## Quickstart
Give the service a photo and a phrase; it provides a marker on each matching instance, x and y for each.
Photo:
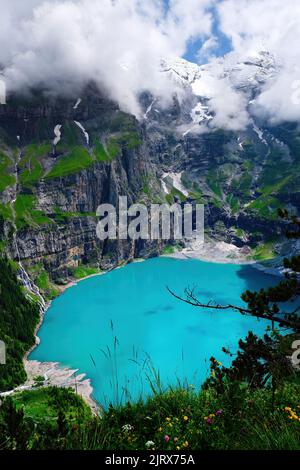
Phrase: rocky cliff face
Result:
(61, 158)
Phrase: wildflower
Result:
(149, 444)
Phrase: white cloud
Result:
(271, 25)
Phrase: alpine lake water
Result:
(124, 329)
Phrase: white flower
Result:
(127, 428)
(149, 444)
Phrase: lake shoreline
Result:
(59, 375)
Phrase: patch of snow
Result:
(57, 133)
(77, 103)
(164, 186)
(240, 144)
(200, 114)
(86, 135)
(175, 181)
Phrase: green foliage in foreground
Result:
(81, 272)
(177, 419)
(78, 159)
(18, 319)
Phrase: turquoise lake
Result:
(117, 326)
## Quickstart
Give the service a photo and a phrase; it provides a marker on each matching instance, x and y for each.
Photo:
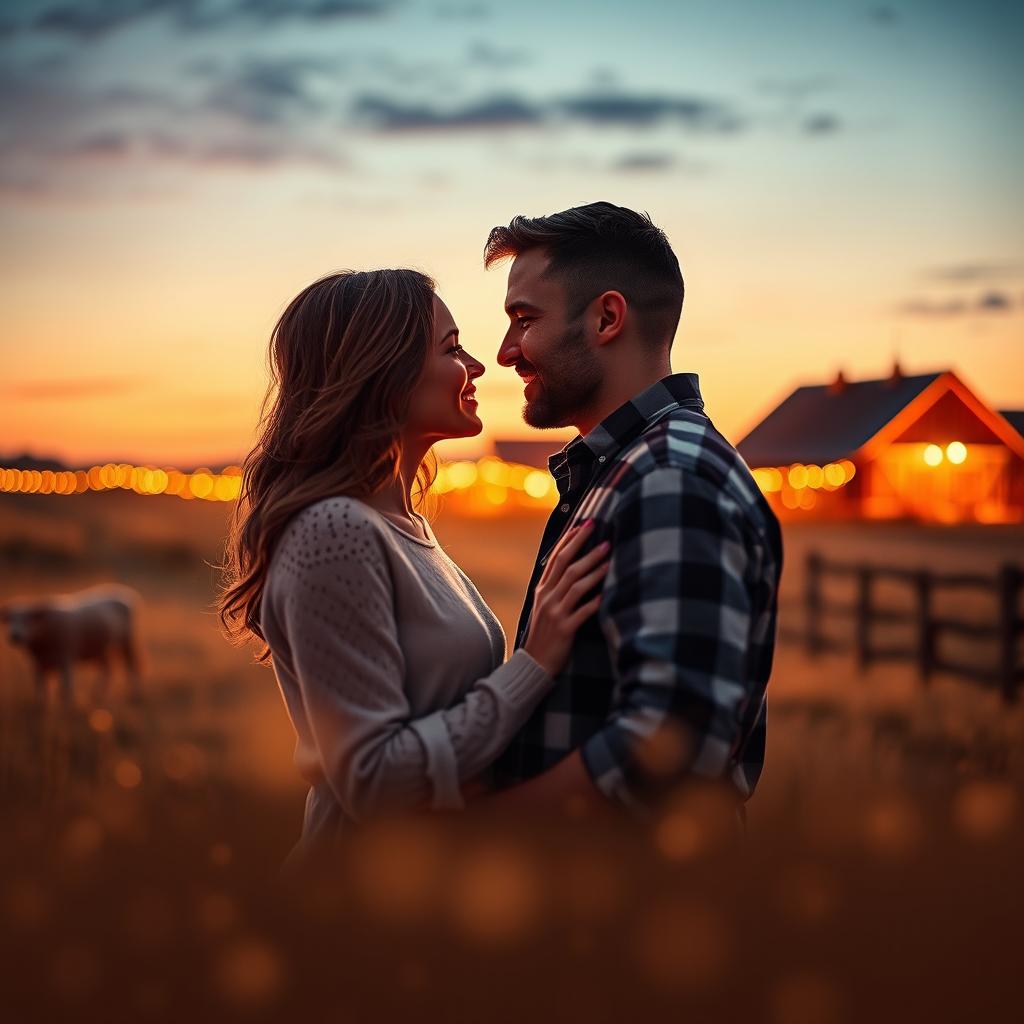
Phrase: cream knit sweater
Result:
(390, 665)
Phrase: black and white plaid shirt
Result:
(683, 641)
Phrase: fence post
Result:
(926, 628)
(1010, 583)
(863, 616)
(812, 603)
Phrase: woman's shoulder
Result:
(332, 529)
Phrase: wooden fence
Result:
(928, 628)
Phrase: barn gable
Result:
(824, 423)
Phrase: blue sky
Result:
(840, 180)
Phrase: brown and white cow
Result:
(95, 625)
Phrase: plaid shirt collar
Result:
(571, 466)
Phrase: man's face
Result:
(551, 352)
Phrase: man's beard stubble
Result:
(567, 385)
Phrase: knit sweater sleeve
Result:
(333, 598)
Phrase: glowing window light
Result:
(537, 483)
(798, 476)
(225, 488)
(835, 477)
(201, 483)
(494, 471)
(175, 481)
(956, 453)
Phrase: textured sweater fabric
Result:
(390, 665)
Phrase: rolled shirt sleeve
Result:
(676, 614)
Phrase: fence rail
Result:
(928, 628)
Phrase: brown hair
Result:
(344, 358)
(598, 248)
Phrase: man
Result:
(667, 682)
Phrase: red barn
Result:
(921, 446)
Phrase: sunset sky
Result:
(841, 181)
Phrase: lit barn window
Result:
(956, 453)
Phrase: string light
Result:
(497, 481)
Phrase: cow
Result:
(92, 626)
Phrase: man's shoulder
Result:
(686, 444)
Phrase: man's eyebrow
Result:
(518, 304)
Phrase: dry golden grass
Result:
(140, 844)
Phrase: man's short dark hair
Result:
(599, 248)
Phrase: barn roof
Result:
(1015, 417)
(822, 423)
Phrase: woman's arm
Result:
(336, 608)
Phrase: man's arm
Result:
(676, 614)
(566, 786)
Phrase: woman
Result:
(390, 664)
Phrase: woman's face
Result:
(443, 403)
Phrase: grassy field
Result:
(140, 843)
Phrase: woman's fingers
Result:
(565, 550)
(581, 567)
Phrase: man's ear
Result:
(611, 310)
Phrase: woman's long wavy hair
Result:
(344, 358)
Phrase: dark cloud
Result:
(498, 112)
(90, 20)
(994, 302)
(987, 302)
(820, 124)
(599, 109)
(958, 273)
(608, 108)
(264, 90)
(313, 10)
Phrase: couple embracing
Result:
(650, 611)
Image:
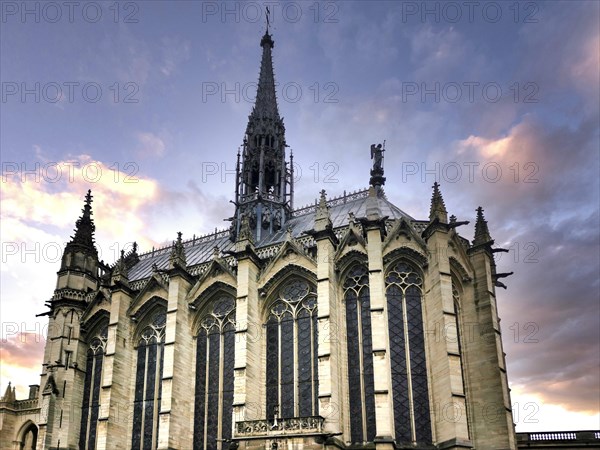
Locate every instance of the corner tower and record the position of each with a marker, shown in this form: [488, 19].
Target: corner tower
[264, 188]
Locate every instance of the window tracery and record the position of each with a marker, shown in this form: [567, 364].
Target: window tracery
[91, 389]
[148, 386]
[412, 420]
[292, 363]
[215, 357]
[360, 355]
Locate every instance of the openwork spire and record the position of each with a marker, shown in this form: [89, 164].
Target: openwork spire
[263, 177]
[482, 233]
[266, 100]
[438, 208]
[85, 228]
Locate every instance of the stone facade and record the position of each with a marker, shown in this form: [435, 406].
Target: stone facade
[347, 323]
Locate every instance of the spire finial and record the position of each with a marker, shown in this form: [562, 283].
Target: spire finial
[177, 257]
[377, 179]
[482, 233]
[438, 208]
[268, 13]
[85, 228]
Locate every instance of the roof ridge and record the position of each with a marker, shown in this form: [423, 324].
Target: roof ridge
[214, 235]
[352, 195]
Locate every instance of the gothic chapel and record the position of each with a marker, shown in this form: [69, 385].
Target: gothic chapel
[345, 324]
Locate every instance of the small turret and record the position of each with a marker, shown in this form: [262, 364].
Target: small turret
[482, 233]
[438, 208]
[79, 265]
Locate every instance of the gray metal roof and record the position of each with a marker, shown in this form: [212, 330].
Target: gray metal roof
[200, 250]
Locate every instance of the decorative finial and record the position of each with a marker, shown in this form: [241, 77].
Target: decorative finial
[88, 198]
[482, 233]
[177, 257]
[83, 239]
[438, 208]
[245, 231]
[268, 13]
[377, 179]
[322, 218]
[119, 272]
[351, 218]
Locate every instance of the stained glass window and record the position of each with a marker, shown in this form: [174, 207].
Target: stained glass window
[91, 390]
[412, 421]
[148, 376]
[292, 381]
[456, 301]
[360, 355]
[215, 356]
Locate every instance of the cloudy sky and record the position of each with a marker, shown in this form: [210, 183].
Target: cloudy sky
[146, 103]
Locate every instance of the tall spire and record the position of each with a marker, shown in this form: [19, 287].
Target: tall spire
[266, 100]
[85, 228]
[438, 208]
[482, 233]
[263, 193]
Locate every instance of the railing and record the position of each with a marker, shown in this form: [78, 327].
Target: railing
[279, 427]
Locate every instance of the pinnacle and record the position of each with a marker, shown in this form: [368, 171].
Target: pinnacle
[482, 233]
[85, 228]
[438, 208]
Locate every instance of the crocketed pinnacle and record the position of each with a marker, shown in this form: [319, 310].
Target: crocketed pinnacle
[85, 228]
[177, 253]
[438, 208]
[482, 233]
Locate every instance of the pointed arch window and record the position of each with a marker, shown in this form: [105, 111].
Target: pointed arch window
[148, 376]
[459, 347]
[292, 379]
[215, 357]
[361, 388]
[91, 390]
[412, 421]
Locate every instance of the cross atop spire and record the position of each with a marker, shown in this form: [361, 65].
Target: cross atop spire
[85, 228]
[266, 100]
[263, 177]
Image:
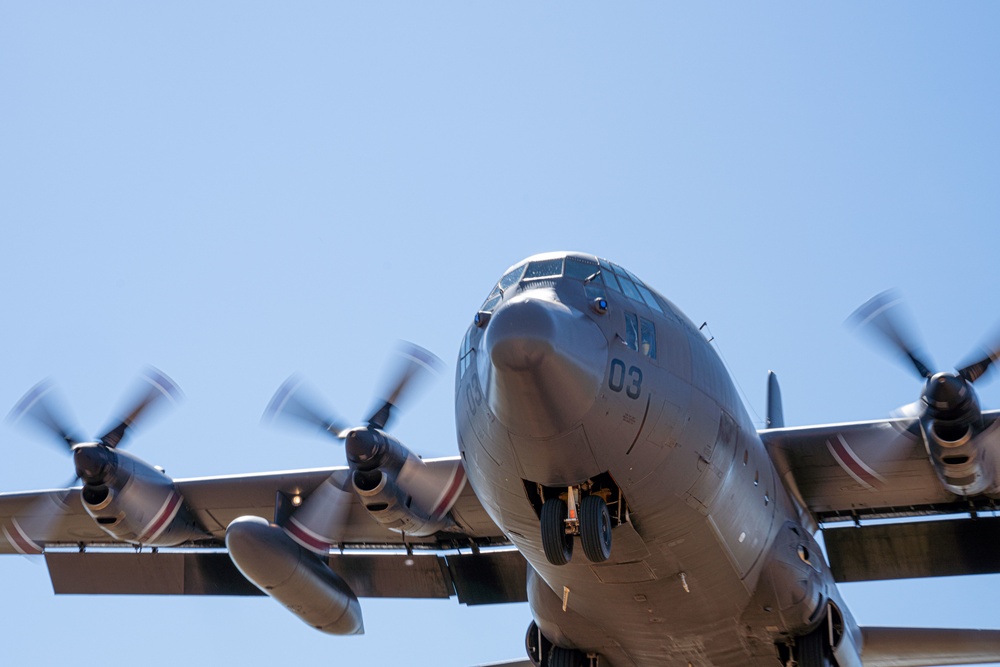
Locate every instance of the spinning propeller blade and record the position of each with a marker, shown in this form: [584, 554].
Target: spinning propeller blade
[885, 317]
[42, 408]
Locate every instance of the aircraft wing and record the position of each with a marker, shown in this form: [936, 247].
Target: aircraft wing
[880, 469]
[56, 518]
[877, 469]
[375, 561]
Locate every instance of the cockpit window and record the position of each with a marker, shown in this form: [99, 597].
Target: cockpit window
[581, 270]
[628, 287]
[511, 278]
[610, 280]
[648, 297]
[544, 268]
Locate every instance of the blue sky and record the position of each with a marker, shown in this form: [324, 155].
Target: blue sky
[235, 191]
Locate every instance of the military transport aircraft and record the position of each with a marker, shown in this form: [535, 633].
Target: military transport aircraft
[608, 474]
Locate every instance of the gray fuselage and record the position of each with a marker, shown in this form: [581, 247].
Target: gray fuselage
[710, 564]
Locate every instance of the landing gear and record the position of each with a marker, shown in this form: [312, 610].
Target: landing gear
[556, 542]
[542, 653]
[560, 521]
[595, 529]
[812, 650]
[566, 657]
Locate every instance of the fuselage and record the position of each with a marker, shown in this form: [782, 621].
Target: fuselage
[576, 374]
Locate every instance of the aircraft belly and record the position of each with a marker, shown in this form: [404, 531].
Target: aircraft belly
[681, 571]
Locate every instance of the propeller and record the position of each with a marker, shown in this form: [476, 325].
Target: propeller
[946, 396]
[885, 316]
[43, 409]
[375, 459]
[297, 402]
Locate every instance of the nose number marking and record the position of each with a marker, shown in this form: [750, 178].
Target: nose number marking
[617, 376]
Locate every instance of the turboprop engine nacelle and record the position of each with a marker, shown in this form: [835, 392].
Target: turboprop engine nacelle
[294, 576]
[953, 430]
[131, 500]
[397, 488]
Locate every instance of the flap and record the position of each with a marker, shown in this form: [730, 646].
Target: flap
[489, 577]
[917, 549]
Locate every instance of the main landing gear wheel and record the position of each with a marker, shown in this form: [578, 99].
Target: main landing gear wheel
[557, 544]
[565, 657]
[595, 529]
[811, 650]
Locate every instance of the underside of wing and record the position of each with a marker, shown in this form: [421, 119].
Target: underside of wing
[848, 471]
[923, 647]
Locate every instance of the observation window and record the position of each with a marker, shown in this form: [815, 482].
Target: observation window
[648, 338]
[632, 331]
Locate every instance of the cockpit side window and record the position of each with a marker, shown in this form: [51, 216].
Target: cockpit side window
[581, 270]
[511, 278]
[492, 300]
[628, 287]
[544, 268]
[648, 297]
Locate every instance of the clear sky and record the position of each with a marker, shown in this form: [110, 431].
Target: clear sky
[233, 191]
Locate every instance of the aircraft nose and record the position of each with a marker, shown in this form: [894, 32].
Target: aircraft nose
[547, 364]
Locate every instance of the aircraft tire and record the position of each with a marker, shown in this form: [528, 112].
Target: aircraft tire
[565, 657]
[811, 651]
[558, 546]
[595, 529]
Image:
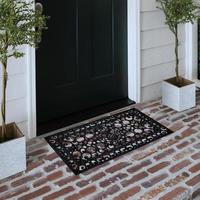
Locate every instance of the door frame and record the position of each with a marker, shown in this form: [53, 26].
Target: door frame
[134, 70]
[191, 51]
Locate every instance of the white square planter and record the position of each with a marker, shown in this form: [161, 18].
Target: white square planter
[13, 153]
[179, 98]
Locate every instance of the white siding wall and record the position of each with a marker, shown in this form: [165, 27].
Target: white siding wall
[17, 105]
[157, 50]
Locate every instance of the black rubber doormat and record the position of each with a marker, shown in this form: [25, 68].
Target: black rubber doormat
[92, 144]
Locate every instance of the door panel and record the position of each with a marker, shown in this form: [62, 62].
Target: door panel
[82, 60]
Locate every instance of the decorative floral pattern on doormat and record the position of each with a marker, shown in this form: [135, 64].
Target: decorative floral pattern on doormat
[92, 144]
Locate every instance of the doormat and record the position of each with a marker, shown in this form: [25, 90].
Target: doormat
[92, 144]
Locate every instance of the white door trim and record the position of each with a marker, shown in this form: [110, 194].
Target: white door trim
[134, 59]
[134, 71]
[191, 48]
[31, 90]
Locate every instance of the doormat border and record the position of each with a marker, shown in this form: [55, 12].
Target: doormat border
====
Required task ::
In the records above, find the line containing "Locate every instance of the decorative floral"; please retype it and every line after it through the last line, exactly and with nothing else.

Worked solution ::
Locate every instance of the decorative floral pattern on doormat and record the position of each with a marker, shown in this form: [135, 64].
Target: decorative floral pattern on doormat
[92, 144]
Locate every instance of the doormat and record the position of each with a marker, shown in this form: [25, 90].
Target: doormat
[92, 144]
Locate every instance of the white door trim and record the position of each with a marker, shown in this form: [110, 194].
Target: white door trim
[134, 59]
[134, 71]
[191, 48]
[31, 90]
Locate every instance of the doormat border and record the position of each with a marker, shown in this form: [55, 12].
Target: doormat border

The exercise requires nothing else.